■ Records
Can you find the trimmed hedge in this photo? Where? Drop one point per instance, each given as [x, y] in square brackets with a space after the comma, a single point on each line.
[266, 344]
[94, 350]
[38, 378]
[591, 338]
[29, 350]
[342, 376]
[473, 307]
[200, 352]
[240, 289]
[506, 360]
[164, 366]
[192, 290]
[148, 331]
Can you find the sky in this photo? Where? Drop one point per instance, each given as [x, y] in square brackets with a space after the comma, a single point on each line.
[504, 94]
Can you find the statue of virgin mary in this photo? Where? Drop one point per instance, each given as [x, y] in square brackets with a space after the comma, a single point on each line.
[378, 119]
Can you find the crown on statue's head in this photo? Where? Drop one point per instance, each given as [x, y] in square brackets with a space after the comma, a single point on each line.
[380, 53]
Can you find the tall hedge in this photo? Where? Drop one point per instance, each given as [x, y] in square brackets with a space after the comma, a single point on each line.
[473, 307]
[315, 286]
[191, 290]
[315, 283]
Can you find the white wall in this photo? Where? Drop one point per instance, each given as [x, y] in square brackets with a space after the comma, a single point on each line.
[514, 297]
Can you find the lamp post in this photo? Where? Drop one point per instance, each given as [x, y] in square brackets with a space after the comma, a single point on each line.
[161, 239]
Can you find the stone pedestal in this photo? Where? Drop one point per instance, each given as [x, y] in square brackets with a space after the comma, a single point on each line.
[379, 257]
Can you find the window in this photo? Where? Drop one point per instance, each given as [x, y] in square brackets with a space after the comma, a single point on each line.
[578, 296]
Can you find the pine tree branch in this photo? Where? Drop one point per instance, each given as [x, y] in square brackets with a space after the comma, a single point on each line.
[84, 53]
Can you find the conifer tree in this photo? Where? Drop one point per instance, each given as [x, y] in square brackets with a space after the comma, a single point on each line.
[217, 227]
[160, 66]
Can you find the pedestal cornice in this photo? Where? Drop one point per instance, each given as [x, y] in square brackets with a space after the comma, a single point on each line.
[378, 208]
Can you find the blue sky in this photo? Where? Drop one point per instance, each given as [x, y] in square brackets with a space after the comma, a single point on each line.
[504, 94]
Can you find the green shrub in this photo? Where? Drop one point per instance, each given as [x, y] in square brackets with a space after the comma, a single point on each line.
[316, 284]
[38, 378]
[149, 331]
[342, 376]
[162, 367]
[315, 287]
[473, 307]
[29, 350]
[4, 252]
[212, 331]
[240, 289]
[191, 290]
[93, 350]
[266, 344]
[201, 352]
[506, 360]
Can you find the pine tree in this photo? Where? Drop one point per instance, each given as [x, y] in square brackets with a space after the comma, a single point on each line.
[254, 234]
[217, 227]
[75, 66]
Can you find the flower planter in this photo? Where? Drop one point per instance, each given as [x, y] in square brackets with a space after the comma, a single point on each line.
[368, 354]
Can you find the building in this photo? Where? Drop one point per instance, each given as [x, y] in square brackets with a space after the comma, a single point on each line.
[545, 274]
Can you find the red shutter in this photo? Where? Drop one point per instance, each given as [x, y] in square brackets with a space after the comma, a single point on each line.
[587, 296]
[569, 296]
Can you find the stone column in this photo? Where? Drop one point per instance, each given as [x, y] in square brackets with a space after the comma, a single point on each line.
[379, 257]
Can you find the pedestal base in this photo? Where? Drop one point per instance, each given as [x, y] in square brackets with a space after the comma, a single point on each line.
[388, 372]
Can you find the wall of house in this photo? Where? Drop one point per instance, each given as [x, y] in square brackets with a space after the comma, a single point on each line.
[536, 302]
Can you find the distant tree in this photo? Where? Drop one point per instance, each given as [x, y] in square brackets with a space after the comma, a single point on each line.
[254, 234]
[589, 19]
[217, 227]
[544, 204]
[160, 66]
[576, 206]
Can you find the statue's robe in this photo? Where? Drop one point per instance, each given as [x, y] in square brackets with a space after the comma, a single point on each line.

■ What this task involves
Above are some records; repeat all of them exactly.

■ Result for this task
Can you find the trimmed hedge in this photo? Where? Drop one point per instance, each given as [x, y] in square brackets with a space after the comma, a single point on each line.
[266, 344]
[94, 350]
[38, 378]
[591, 338]
[29, 350]
[342, 376]
[473, 307]
[200, 352]
[240, 289]
[506, 360]
[164, 366]
[192, 290]
[148, 331]
Can you find the sky in this photo? Where? Drop one point per instance, each given as [x, y] in square brackets with a space after the comma, a single point on each line.
[504, 94]
Can you find the statue of virgin mary in this photo? Where? Drop one point per instance, each given as [x, y] in square brackets with a space after the comma, a single point on each line.
[378, 119]
Can you find the crown on statue's head in this photo? Where? Drop one point per instance, each given as [x, y] in square brackets with a space after the comma, a single point on each line.
[380, 53]
Can you find the tall hedge in this photo? Where? Drop one point per instance, each given as [x, y] in square brackets with a space after the comma, a single point on each line.
[473, 307]
[315, 286]
[191, 290]
[315, 283]
Can you find the white wall in this photo? Where? Drop one point per instance, each given as [x, y] in square brackets with a space after the comma, a single point on each line.
[514, 297]
Can you find the lamp post in this photo? Where? Drop one point per instance, each given as [x, y] in square brackets with a space after the comma, a single point on each line.
[161, 239]
Can you find the stone pedestal in this photo? Where? Drop one point per instance, each given as [x, y] in square brackets with a space after the comma, a single point on each line.
[379, 257]
Can you find the window in this photo? Where? Drop one point per instance, each given as [x, y] in square brackets with a space after the comma, a single point on each line.
[578, 296]
Can you find the pine tree branch in this photo? Where? Drop one point per instance, each given as [x, y] in square brackets with a space after the comma, a single point on each line.
[84, 53]
Can you find the conifer tree in this photo? Where? Drop one point per instance, each given as [x, y] in square brackets with a space after the comma, a single point on each line.
[217, 227]
[160, 66]
Can you find the pedestal cornice in this photo? Where? Drop one point per instance, each given as [x, y] in square brackets with a space after the comma, a single point on each line.
[378, 208]
Can you find the blue sky in this photo? Where? Drop one point per instance, each given as [x, y] in square brackets with a space after the comma, a single point on each line.
[504, 94]
Can you find the green shrub in this photo? Where? Drop one point per instance, each given as [x, y] in square brackets with a space after the comma, a single point on each line.
[316, 284]
[38, 378]
[149, 331]
[342, 376]
[162, 367]
[315, 287]
[473, 307]
[29, 350]
[4, 252]
[212, 331]
[240, 289]
[191, 290]
[93, 350]
[266, 344]
[201, 352]
[506, 360]
Can you find the pine tree in this photo? Where? Drop one point per instance, each given as [x, y] in square brackets with a space after the comma, a single point on each line.
[254, 234]
[217, 227]
[75, 66]
Can you find the flower planter in this photo? Where? Drop one point per instance, each given as [x, y] in square brackets with a space after the comma, a single point on each line.
[368, 354]
Can you find the building in this photo? Where? Drop one point per instance, each given as [x, y] in square brackets with a space after the comma, a single point on each line.
[545, 274]
Can you find the red shutter in this photo? Where? Drop one point per instance, each given as [x, y] in square brackets with a space after the comma, a single point on each line.
[587, 296]
[569, 296]
Can you find the stone column in this photo? Where? Drop one point per instance, each given as [x, y] in square brackets with a space after the comma, a single point on each line.
[379, 257]
Can you find the pedestal base in this photo? Where? Drop one point per instance, each given as [x, y] in square brackets with a space after the comma, a single point on each line.
[388, 372]
Can you find the wall of house in this photo? Where? Drop one point per instance, each given as [x, y] in square brackets with a space after the comma, a single point on each line.
[536, 302]
Can you find the distant tree in this photo? Where? Drop one point per instance, each given as [x, y] in square brackets with a space after the comma, a single point on each line.
[254, 234]
[589, 19]
[217, 227]
[544, 204]
[160, 66]
[576, 206]
Can you find the statue's robe in this photo? Where? Drop one point per instance, each given as [x, y] in square brackets with a space after the comma, a single point on each line.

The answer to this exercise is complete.